### PROBLEM DETAILS
Begin at the line with "# test: locate()" and output every line through the end of the records, exactly as given. Omit pictures.

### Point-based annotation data
────────

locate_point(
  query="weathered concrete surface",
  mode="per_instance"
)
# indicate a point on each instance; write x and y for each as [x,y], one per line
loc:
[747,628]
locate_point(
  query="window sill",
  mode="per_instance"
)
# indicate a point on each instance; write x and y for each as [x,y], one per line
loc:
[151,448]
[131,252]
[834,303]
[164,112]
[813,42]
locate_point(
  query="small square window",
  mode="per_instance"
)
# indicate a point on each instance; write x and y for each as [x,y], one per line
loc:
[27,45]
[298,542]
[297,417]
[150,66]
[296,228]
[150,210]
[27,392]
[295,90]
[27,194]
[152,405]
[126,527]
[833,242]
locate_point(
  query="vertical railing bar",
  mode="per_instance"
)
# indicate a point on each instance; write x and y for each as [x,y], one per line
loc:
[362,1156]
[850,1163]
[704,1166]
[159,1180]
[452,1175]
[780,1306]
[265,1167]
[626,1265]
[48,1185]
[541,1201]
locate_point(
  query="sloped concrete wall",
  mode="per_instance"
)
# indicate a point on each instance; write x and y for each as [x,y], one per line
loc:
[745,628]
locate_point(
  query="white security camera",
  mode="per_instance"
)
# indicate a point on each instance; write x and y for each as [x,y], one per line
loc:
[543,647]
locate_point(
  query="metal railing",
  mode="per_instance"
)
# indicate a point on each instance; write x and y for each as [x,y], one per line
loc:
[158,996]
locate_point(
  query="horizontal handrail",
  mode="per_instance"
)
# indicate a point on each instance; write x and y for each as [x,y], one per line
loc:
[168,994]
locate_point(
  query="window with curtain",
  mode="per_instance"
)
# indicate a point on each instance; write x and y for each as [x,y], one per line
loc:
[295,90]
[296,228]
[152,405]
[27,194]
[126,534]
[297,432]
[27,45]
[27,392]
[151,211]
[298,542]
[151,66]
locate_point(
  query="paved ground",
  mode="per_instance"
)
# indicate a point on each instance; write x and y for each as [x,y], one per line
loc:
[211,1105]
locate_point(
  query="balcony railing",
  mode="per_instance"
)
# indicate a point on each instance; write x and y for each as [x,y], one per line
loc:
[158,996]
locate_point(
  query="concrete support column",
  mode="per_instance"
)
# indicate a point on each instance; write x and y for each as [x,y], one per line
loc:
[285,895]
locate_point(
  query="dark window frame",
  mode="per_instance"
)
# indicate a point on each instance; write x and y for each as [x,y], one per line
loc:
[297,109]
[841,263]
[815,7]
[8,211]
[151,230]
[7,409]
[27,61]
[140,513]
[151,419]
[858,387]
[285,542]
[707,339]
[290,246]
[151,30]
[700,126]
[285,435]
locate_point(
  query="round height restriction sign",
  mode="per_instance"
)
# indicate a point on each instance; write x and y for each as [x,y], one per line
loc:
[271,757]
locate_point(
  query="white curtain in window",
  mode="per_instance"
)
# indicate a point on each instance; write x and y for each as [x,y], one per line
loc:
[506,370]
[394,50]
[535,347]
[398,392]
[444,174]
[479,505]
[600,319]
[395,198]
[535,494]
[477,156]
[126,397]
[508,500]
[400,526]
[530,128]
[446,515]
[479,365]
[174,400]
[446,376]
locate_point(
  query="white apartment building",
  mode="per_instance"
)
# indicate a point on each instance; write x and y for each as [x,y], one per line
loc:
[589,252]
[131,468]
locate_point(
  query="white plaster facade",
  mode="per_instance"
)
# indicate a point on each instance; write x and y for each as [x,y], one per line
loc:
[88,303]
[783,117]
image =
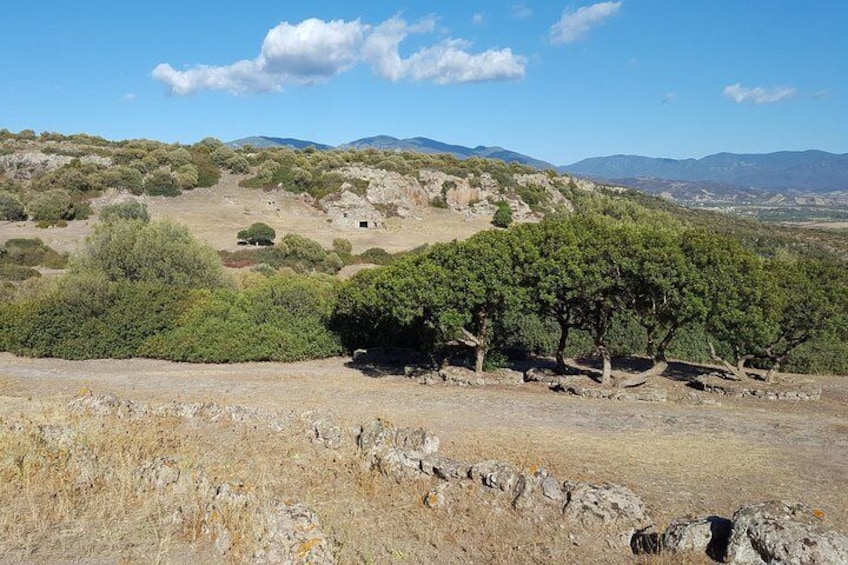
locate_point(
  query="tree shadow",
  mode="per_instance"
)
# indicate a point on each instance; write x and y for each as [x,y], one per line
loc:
[381,362]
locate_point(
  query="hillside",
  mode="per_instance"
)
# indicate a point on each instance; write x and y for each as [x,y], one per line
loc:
[374,198]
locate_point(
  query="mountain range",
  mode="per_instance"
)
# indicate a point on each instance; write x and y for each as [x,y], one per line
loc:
[806,172]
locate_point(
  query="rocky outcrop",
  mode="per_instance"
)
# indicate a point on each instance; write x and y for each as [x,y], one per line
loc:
[782,532]
[757,389]
[704,535]
[610,508]
[28,164]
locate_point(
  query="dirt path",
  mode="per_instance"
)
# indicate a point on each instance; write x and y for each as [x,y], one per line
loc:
[680,457]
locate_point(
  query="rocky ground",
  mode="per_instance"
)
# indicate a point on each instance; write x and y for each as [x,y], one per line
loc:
[696,454]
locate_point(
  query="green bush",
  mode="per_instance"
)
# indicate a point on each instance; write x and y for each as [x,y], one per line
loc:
[17,273]
[283,319]
[162,183]
[257,234]
[11,209]
[503,215]
[86,317]
[376,256]
[156,252]
[129,210]
[51,206]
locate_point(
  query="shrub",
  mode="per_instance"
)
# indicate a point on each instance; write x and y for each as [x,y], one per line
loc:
[11,209]
[159,252]
[281,319]
[162,183]
[257,234]
[187,176]
[129,210]
[51,206]
[377,256]
[343,248]
[503,215]
[303,249]
[17,273]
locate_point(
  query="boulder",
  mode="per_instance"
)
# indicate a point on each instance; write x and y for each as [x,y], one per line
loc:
[495,474]
[444,468]
[157,475]
[782,532]
[703,535]
[609,508]
[395,452]
[292,533]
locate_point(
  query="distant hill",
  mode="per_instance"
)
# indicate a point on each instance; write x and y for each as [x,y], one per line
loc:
[425,145]
[263,142]
[388,143]
[792,171]
[727,174]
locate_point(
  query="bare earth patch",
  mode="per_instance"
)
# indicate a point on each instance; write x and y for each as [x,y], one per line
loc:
[682,458]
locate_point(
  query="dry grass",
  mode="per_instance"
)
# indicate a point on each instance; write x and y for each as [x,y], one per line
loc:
[68,490]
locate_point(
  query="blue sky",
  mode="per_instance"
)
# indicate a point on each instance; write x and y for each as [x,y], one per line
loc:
[561,81]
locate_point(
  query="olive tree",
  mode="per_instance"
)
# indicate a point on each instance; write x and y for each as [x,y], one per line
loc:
[160,251]
[258,234]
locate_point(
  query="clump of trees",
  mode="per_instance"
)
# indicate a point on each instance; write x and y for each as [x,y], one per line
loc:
[257,234]
[596,274]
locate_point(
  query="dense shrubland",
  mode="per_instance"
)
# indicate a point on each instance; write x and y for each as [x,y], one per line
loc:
[625,274]
[627,281]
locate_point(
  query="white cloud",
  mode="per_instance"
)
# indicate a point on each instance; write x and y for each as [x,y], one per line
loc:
[521,11]
[449,62]
[574,25]
[314,51]
[757,95]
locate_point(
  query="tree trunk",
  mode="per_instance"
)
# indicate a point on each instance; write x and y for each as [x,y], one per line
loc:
[733,372]
[740,364]
[775,368]
[606,358]
[564,327]
[652,348]
[479,358]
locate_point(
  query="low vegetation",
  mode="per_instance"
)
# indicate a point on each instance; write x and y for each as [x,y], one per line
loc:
[623,274]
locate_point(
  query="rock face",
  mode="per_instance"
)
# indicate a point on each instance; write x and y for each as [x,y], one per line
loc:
[293,534]
[705,535]
[783,533]
[610,508]
[395,452]
[350,210]
[583,387]
[757,389]
[28,164]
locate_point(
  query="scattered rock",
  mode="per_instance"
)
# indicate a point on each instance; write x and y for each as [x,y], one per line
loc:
[444,468]
[106,405]
[158,474]
[541,375]
[292,533]
[495,474]
[610,508]
[714,384]
[435,497]
[704,535]
[395,452]
[325,430]
[581,386]
[782,532]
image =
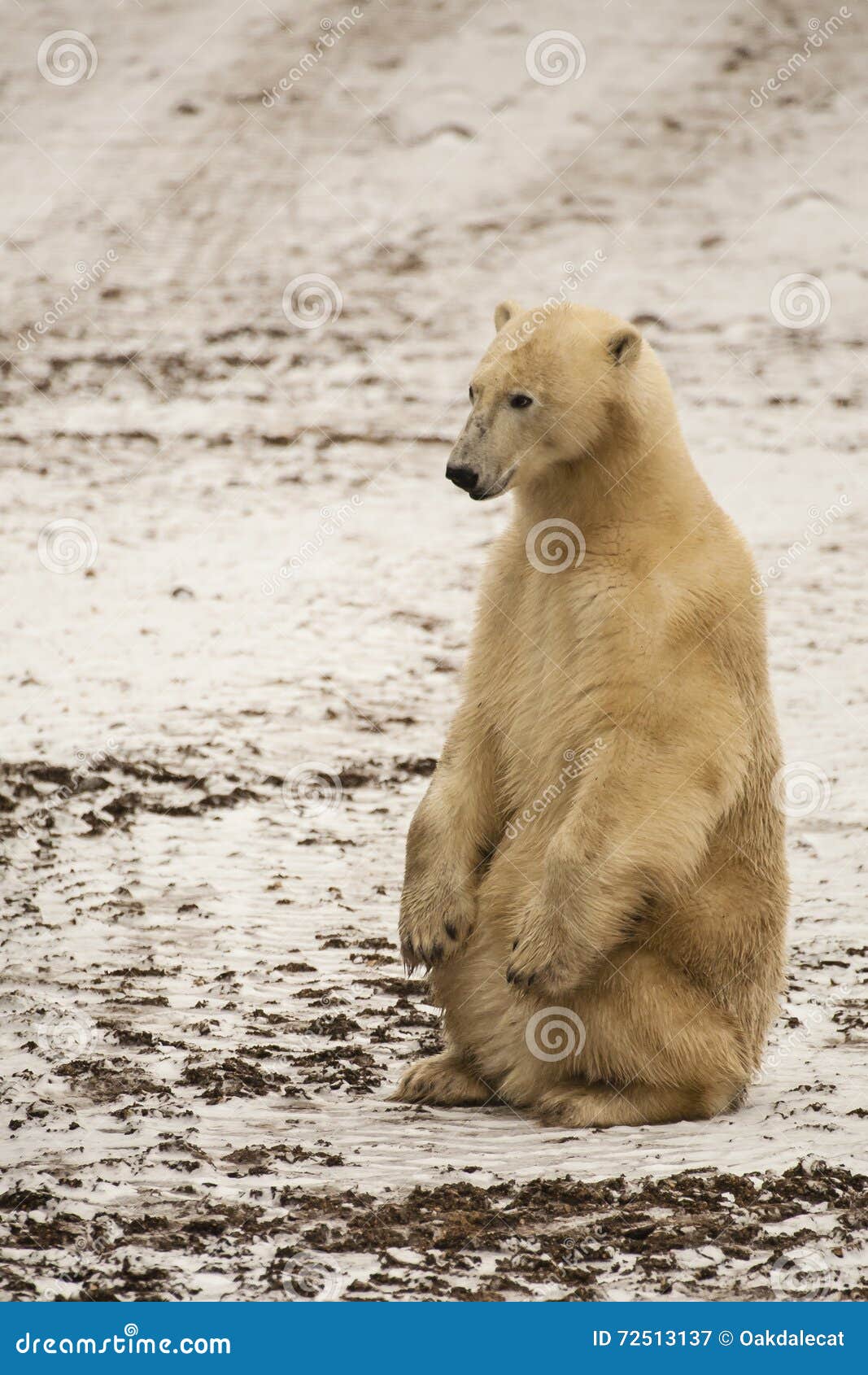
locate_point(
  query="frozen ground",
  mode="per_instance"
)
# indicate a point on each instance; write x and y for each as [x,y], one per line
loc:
[201,1002]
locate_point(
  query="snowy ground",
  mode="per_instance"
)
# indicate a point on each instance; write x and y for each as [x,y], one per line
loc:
[211,763]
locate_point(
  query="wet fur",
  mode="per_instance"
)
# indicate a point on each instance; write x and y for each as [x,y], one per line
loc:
[648,896]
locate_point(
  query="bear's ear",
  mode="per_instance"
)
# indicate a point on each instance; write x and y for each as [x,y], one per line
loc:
[625,344]
[505,312]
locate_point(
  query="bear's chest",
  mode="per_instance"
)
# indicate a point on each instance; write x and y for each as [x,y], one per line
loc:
[547,651]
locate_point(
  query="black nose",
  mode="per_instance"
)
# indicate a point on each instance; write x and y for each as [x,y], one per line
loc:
[463,478]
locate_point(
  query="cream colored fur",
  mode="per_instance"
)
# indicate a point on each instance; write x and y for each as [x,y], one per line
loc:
[600,836]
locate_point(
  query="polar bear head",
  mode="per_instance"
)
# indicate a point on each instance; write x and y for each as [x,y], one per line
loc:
[547,392]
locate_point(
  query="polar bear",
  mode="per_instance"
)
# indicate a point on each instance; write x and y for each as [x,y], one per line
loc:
[596,876]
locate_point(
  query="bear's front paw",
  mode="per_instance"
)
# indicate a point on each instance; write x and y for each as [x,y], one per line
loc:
[435,922]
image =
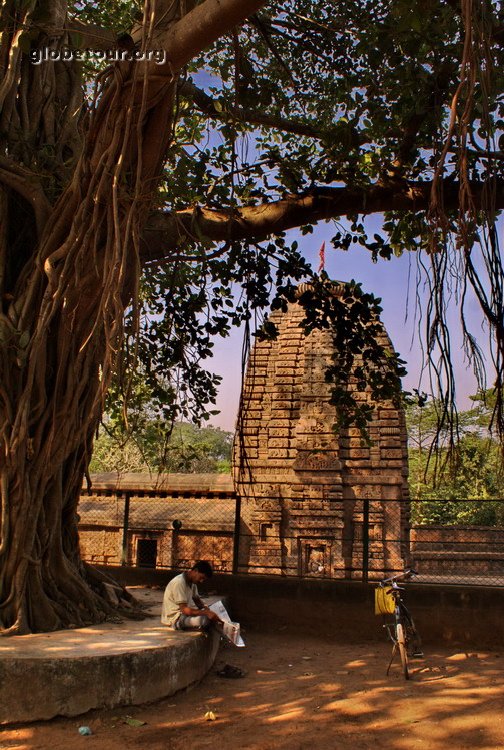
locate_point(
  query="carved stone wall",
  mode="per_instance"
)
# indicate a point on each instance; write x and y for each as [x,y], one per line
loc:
[306,491]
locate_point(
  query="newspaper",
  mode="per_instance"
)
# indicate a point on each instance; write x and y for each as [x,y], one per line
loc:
[229,628]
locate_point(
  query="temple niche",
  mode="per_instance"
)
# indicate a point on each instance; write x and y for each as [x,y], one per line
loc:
[306,492]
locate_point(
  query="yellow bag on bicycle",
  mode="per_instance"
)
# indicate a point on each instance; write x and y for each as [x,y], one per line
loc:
[384,601]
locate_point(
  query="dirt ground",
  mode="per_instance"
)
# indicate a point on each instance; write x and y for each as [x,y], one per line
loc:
[302,691]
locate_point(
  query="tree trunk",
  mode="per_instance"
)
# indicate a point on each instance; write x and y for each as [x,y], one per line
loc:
[67,274]
[76,187]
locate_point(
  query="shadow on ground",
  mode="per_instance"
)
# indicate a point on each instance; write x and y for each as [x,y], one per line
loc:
[303,691]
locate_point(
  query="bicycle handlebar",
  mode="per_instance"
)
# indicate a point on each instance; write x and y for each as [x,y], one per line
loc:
[409,573]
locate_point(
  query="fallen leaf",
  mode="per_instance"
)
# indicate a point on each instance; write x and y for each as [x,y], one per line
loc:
[133,722]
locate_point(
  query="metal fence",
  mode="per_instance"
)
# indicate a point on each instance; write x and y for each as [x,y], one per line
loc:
[370,538]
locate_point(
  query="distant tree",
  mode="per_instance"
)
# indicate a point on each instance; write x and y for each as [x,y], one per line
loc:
[452,491]
[183,448]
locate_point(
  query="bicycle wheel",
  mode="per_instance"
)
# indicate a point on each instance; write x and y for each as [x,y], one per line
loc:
[401,645]
[411,636]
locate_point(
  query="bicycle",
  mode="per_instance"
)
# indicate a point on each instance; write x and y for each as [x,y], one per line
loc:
[401,629]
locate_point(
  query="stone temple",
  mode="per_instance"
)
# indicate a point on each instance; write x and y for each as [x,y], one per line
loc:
[306,492]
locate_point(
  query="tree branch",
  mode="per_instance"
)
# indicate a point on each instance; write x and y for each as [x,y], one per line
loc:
[205,104]
[167,232]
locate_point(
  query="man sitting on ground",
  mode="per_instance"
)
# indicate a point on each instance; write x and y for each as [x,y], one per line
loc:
[182,606]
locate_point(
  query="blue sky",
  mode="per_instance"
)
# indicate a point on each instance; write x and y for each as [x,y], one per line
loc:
[394,281]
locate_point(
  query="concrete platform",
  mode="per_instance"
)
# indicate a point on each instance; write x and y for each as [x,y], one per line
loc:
[69,672]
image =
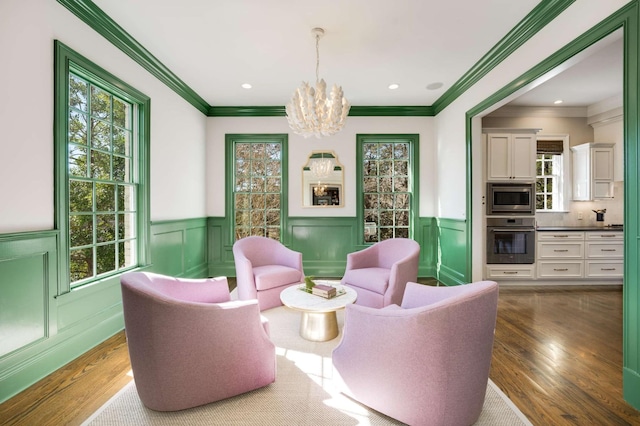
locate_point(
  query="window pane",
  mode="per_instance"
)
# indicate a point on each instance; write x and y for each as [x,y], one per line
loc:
[77,128]
[126,226]
[100,103]
[80,264]
[80,230]
[100,165]
[80,196]
[105,258]
[78,160]
[105,197]
[77,93]
[126,254]
[100,135]
[105,228]
[121,112]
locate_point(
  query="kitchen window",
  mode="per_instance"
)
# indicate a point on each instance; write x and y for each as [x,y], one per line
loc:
[550,174]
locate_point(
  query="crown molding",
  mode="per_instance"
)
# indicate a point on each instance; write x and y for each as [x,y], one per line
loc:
[89,13]
[538,18]
[94,17]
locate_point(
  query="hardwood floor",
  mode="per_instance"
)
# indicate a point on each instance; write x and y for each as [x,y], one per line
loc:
[557,355]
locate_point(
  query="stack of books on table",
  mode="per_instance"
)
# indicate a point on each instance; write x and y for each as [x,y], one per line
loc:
[325,291]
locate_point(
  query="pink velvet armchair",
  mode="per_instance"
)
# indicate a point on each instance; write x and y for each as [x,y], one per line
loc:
[189,344]
[426,362]
[380,272]
[265,267]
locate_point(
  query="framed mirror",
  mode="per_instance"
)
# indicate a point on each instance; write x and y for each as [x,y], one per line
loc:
[322,180]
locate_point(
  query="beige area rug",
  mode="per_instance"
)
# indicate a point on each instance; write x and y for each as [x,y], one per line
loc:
[302,394]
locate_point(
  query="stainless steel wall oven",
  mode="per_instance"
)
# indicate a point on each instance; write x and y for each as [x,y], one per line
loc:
[511,240]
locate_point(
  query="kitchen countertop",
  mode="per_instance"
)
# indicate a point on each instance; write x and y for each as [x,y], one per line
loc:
[578,228]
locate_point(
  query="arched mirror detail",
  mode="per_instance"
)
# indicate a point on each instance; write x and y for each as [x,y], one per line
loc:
[322,180]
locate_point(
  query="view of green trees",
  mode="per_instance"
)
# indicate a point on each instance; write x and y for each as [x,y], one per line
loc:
[387,197]
[101,187]
[257,189]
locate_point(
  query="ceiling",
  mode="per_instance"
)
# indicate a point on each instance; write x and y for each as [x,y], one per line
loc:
[216,46]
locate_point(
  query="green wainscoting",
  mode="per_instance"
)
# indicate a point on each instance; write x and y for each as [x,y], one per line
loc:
[179,247]
[325,242]
[452,252]
[42,328]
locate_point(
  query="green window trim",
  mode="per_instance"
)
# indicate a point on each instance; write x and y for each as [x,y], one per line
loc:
[231,142]
[66,62]
[413,174]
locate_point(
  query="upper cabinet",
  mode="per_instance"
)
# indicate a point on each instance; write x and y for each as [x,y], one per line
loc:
[592,171]
[511,154]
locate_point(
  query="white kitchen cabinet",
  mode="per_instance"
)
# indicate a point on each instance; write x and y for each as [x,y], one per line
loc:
[592,171]
[590,255]
[510,272]
[511,156]
[604,255]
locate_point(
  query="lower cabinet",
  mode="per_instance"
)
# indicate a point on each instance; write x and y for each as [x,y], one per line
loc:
[580,255]
[510,272]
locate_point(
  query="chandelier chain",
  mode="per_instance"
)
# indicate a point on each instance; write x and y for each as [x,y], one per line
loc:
[317,58]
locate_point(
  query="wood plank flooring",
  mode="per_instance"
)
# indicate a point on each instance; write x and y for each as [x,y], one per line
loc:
[557,355]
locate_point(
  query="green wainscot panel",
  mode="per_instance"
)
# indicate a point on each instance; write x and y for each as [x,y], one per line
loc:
[452,243]
[23,295]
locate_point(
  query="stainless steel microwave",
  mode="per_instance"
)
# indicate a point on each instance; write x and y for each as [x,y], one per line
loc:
[511,198]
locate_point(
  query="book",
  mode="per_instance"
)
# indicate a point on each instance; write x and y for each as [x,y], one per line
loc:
[325,291]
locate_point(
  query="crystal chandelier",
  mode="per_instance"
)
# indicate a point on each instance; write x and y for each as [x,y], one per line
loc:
[320,190]
[310,112]
[321,168]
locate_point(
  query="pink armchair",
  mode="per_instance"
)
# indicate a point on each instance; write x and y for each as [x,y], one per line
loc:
[380,272]
[265,267]
[189,344]
[426,362]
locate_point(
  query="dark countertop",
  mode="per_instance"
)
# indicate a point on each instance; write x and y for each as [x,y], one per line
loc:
[578,228]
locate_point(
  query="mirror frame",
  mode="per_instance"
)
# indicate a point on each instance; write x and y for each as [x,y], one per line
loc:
[333,188]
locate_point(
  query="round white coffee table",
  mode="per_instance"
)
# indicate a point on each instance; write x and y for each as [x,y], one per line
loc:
[319,322]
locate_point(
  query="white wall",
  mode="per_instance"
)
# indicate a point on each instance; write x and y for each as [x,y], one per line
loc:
[343,144]
[450,124]
[27,31]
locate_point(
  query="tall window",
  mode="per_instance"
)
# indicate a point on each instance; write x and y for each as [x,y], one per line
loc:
[257,184]
[100,199]
[549,175]
[388,190]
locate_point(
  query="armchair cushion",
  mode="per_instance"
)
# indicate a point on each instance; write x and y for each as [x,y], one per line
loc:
[422,364]
[265,267]
[188,350]
[271,276]
[379,273]
[373,279]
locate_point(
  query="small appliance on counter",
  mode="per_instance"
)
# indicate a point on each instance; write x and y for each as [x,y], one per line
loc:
[599,214]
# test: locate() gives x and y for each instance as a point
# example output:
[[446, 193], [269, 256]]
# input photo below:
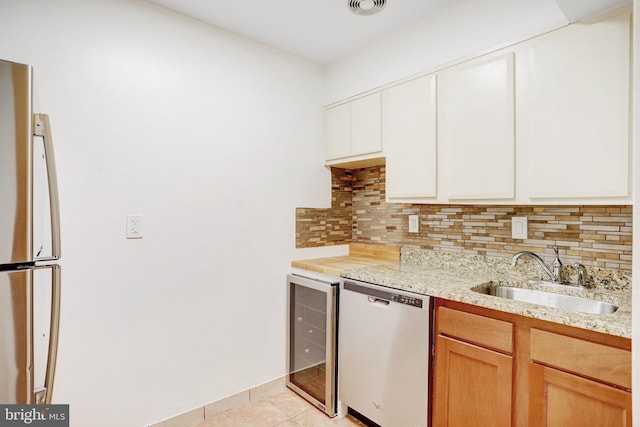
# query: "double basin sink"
[[549, 299]]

────────

### FINAL ANSWER
# test: locate() gives x and y for each instance as a point
# example output:
[[446, 193], [269, 256]]
# input photo below:
# query: "double basin sink"
[[549, 299]]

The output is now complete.